_What the exercise asks_
Gather every line in the items below that contains the string "megaphone", and copy each one out in full. Case counts.
+++ Dataset records
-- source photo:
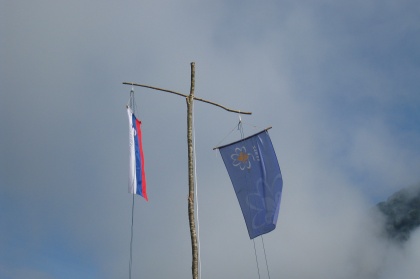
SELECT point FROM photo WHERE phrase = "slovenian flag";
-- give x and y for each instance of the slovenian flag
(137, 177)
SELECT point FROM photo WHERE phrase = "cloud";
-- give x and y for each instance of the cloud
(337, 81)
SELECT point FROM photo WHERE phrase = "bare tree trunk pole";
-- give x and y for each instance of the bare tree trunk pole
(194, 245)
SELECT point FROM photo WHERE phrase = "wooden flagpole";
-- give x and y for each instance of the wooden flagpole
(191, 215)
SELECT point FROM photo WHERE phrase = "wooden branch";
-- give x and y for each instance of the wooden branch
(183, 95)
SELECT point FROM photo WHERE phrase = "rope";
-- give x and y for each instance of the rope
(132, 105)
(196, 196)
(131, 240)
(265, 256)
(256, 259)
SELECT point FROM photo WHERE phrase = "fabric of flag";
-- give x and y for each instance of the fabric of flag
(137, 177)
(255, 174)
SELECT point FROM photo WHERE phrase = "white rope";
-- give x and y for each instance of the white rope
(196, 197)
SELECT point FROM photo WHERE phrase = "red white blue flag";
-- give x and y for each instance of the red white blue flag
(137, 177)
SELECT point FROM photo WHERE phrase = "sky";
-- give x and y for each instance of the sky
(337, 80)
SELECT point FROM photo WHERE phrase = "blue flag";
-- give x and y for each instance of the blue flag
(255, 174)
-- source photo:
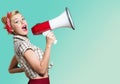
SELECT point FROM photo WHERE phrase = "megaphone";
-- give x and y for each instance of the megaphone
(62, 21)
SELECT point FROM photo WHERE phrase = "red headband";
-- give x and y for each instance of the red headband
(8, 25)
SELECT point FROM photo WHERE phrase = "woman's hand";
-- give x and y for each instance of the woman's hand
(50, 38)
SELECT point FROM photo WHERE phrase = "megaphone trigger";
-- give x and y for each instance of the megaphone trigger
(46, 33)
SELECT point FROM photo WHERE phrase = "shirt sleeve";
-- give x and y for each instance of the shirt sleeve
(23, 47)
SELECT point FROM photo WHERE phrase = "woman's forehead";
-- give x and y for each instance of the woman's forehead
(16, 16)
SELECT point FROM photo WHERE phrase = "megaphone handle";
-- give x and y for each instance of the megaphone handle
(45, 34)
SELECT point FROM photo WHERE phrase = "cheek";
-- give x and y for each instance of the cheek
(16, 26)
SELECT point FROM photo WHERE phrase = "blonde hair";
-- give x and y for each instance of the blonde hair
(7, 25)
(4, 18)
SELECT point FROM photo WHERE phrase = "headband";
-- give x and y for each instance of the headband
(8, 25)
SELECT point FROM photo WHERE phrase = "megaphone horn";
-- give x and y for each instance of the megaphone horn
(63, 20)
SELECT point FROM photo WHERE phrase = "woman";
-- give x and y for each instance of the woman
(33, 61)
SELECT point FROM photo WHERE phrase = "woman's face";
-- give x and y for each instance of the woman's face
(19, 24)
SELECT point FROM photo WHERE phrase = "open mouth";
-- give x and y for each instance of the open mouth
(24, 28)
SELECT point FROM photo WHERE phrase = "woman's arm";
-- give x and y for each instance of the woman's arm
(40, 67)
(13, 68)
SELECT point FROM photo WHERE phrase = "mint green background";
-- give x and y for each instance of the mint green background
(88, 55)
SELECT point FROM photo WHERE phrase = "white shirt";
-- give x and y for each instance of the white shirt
++++++
_Solution below_
SELECT point FROM photo WHERE phrase = "megaphone";
-- give x and y for each instance of the megaphone
SELECT point FROM photo WHERE phrase = "megaphone trigger";
-- give x and y for each instance of the megaphone trigger
SELECT point FROM photo WHERE phrase = "megaphone handle";
-- give x and y for each instance of the megaphone handle
SELECT point FROM photo WHERE phrase = "megaphone horn";
-- give x and y for each instance of the megaphone horn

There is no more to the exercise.